■ Reading text:
————————

Homeward Bound
Maybe the Wrong Way is Really the Right Way
These were men who believed that to let oneself drift along, passively accepting the tenets and values of what they knew as society, was purely and simply a disaster.
Thomas Merton, The Wisdom of the Desert
A LITURGY OF PRAYER
Opening Meditation
Sit for a moment with this invitation and promise.
Therefore, I will now persuade her,
and bring her into the wilderness,
and speak tenderly to her.
From there I will give her vineyards,
and make the valley of trouble a door of hope.
Hosea 2.14
1st Reading
Matthew 4.1-11
Then Jesus was led up by the Spirit into the wilderness to be tempted by the devil. He fasted for forty days and forty nights, and afterwards he was famished.
The tempter came and said to him, ‘If you are the Son of God, command these stones to become loaves of bread.’ But he answered, ‘It is written, “One does not live by bread alone, but by every word that comes from the mouth of God.” ’
Then the devil took him to the holy city and placed him on the pinnacle of the temple, saying to him, ‘If you are the Son of God, throw yourself down; for it is written, “He will command his angels concerning you”, and “On their hands they will bear you up, so that you will not dash your foot against a stone.” ’Jesus said to him, ‘Again it is written, “Do not put the Lord your God to the test.” ’
Again, the devil took him to a very high mountain and showed him all the kingdoms of the world and their splendour; and he said to him, ‘All these I will give you, if you will fall down and worship me.’ Jesus said to him, ‘Away with you, Satan! for it is written, “Worship the Lord your God, and serve only him.” ’
Then the devil left him, and suddenly angels came and waited on him.
Reflection.
There was a man driving down the M4 one day. Traffic was slow and he was feeling discouraged. Wondering what was happening, he tuned into a radio station reporting the traffic. Avoid the M4 near Junction 17, it announced, there is a car going the wrong way down the westbound lanes.
Astonished, he peered through his windscreen and exclaimed: More than one - hundreds!
I love that joke. It’s so wonderfully disorienting.

————————

■ Exercises to complete:
• a. Quote the stretch of the liturgy from "Homeward Bound" through "tenderly to her.".
• b. In one to three sentences, explain why the radio station in the liturgy warned drivers to avoid the M4 near Junction 17.
Rely solely on the liturgy when responding.

————————

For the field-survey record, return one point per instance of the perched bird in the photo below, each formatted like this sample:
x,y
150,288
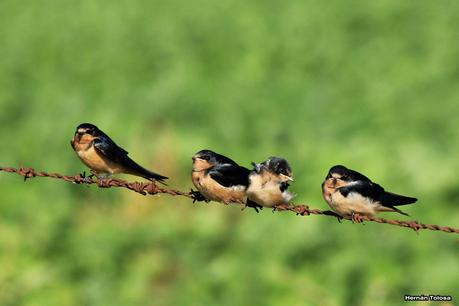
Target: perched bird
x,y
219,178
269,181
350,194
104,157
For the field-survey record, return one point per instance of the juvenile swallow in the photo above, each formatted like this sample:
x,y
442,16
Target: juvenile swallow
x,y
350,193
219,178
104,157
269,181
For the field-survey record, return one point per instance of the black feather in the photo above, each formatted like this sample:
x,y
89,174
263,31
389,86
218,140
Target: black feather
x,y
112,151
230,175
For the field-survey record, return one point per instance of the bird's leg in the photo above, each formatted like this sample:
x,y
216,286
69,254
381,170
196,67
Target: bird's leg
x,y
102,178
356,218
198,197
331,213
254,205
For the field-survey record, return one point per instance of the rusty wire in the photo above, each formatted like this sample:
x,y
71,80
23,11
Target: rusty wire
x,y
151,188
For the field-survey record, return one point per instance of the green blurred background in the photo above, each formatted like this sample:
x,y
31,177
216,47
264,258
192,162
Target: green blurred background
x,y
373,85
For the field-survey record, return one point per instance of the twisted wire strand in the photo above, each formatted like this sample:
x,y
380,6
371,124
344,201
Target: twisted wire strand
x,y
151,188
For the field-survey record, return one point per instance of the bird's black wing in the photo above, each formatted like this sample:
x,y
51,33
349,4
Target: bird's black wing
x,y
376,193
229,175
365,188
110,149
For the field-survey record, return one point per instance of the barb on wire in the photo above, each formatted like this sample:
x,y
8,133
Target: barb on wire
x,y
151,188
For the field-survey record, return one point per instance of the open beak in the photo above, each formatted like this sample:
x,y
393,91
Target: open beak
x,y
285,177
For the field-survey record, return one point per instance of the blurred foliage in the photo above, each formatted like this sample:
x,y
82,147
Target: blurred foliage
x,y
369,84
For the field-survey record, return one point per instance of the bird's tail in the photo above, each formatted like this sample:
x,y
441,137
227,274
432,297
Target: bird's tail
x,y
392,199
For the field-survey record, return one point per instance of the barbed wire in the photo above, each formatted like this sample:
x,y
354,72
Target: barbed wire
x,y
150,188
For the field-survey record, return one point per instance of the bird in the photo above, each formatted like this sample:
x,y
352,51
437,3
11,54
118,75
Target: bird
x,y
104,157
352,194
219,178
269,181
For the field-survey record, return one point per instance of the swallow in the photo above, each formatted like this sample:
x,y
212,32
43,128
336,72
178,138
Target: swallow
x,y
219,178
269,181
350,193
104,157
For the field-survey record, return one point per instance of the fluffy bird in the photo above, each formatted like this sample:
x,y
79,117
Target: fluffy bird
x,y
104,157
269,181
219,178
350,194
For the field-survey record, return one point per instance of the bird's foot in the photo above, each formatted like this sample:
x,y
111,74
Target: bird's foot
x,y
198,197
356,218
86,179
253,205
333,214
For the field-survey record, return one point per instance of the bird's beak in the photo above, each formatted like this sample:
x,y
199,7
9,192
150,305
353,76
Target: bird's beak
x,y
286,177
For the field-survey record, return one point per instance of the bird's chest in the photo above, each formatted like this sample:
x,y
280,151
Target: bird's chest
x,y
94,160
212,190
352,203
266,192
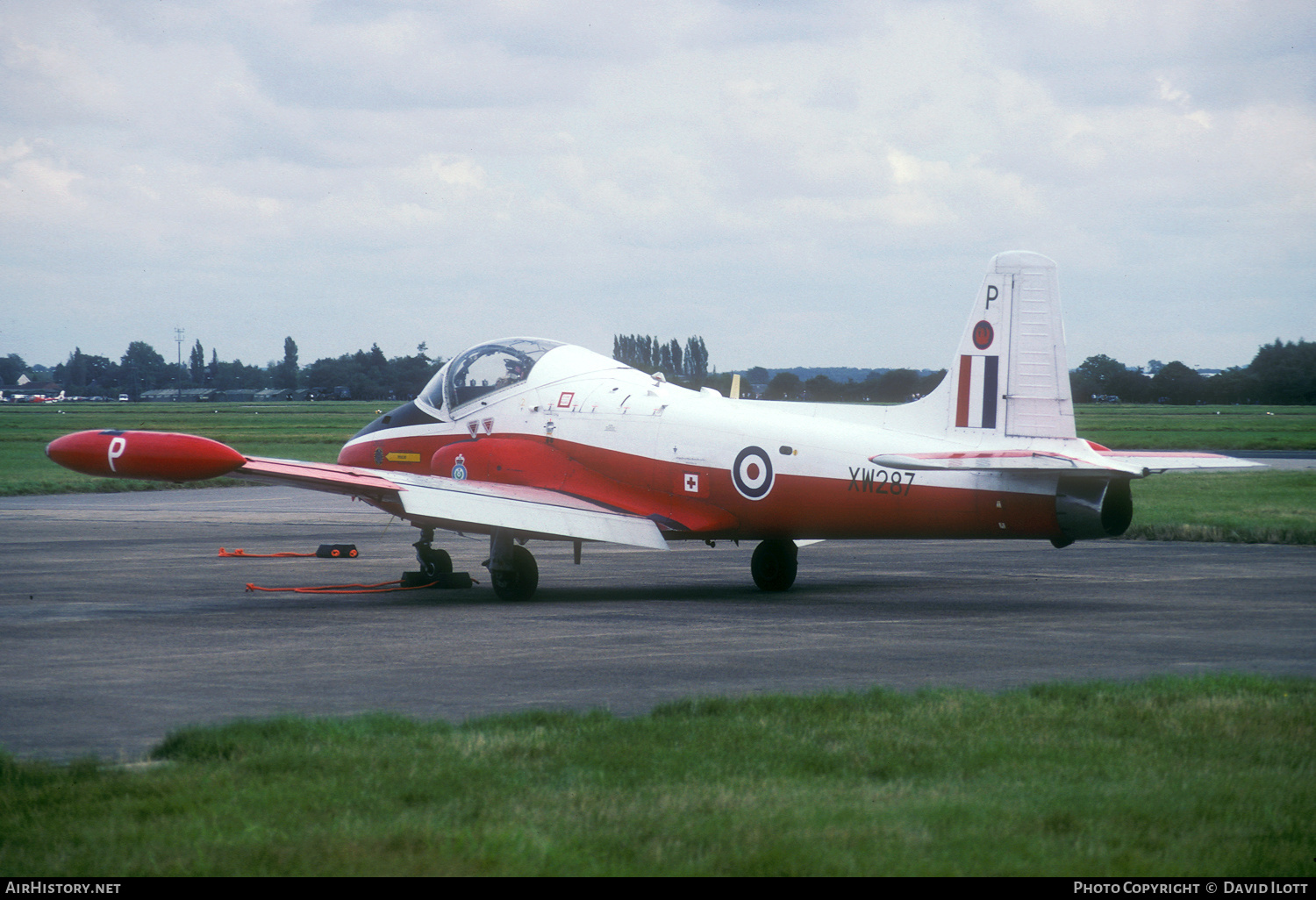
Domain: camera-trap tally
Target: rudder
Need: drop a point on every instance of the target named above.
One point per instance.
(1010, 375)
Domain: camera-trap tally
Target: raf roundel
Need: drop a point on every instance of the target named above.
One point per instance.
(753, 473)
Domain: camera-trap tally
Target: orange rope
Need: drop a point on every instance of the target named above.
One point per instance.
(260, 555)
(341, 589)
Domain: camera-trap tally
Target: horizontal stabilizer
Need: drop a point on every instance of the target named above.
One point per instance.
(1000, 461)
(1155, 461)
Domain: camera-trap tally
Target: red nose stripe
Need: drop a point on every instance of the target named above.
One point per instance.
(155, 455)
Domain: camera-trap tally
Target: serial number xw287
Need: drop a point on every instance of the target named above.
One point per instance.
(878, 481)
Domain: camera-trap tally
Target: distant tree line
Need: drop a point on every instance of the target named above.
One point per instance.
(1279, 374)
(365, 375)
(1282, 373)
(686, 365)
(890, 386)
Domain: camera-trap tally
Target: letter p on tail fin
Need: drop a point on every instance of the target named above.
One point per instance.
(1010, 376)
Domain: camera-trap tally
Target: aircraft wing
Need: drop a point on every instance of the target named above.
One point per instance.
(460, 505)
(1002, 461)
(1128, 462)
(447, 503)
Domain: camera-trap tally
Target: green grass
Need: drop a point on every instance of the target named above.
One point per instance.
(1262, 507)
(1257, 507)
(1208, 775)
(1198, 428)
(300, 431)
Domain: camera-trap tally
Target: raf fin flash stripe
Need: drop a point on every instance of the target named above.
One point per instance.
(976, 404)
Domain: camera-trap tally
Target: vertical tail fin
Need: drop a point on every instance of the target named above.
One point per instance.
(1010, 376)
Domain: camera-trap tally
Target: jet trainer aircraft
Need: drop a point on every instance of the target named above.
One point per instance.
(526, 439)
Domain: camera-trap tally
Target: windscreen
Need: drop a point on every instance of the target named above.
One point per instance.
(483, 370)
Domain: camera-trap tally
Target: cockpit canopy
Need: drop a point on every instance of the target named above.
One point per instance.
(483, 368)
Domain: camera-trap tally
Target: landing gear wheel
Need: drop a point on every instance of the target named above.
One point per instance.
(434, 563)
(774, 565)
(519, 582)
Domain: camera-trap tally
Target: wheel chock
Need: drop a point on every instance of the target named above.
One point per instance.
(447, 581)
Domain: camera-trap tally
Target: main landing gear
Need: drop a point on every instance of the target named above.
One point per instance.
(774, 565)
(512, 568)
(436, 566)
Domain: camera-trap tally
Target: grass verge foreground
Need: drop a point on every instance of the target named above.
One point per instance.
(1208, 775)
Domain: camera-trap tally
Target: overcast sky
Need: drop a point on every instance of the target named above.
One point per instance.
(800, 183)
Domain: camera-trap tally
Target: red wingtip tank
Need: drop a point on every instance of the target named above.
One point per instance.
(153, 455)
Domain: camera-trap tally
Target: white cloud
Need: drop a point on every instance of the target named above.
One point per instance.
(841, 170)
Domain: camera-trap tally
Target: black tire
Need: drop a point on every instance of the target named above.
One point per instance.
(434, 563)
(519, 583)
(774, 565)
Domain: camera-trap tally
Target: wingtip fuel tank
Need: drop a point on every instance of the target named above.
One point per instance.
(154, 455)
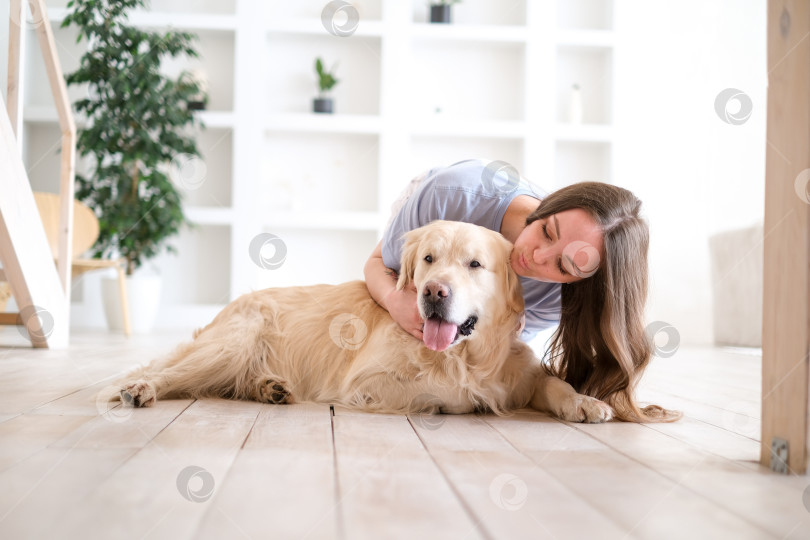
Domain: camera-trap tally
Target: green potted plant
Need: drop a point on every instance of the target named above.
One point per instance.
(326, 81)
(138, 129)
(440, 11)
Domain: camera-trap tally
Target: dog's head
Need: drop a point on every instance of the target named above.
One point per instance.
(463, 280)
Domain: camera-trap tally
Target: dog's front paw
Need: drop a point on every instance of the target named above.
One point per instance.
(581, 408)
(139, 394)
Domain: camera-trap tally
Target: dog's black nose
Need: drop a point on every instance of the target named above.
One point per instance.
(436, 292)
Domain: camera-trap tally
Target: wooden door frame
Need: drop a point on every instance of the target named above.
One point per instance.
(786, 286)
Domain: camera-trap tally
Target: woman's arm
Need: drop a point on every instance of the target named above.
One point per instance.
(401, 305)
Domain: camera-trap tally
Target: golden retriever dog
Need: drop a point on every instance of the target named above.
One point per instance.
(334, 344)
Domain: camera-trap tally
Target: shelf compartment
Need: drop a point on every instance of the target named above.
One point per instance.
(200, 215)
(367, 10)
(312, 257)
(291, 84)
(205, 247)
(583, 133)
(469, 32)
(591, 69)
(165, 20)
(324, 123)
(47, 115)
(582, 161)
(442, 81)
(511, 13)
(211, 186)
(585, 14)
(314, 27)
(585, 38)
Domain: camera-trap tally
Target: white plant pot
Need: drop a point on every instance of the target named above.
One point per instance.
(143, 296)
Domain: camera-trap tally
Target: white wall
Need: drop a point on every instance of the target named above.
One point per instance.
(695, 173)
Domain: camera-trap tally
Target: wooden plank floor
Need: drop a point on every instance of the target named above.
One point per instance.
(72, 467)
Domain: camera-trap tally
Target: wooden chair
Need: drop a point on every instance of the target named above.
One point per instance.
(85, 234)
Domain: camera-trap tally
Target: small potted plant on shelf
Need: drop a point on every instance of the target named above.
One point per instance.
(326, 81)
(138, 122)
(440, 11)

————————

■ Replies:
• a.
Homeward Bound
Maybe the Wrong Way is Really the Right Way
These were men who believed that to let oneself drift along, passively accepting the tenets and values of what they knew as society, was purely and simply a disaster.
Thomas Merton, The Wisdom of the Desert
A LITURGY OF PRAYER
Opening Meditation
Sit for a moment with this invitation and promise.
Therefore, I will now persuade her,
and bring her into the wilderness,
and speak tenderly to her.

• b. The station warned drivers away from that section because a car was going the wrong way down the westbound lanes.